### Task
Quote every item below word for word, leaving the pictures out of your answer.

Coordinate annotation items:
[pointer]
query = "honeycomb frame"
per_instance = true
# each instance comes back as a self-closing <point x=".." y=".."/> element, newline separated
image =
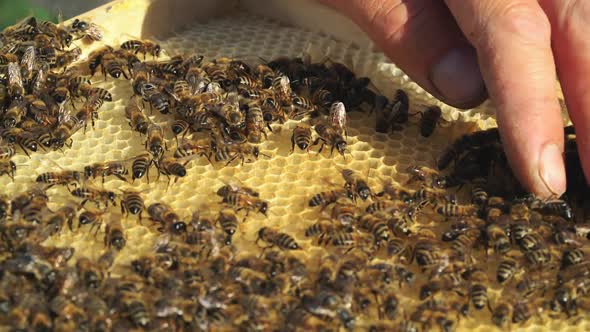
<point x="286" y="180"/>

### Answer in full
[pointer]
query = "honeycomb frame"
per_instance = true
# each instance comes back as a self-closing <point x=".." y=".."/> element, newline separated
image =
<point x="286" y="180"/>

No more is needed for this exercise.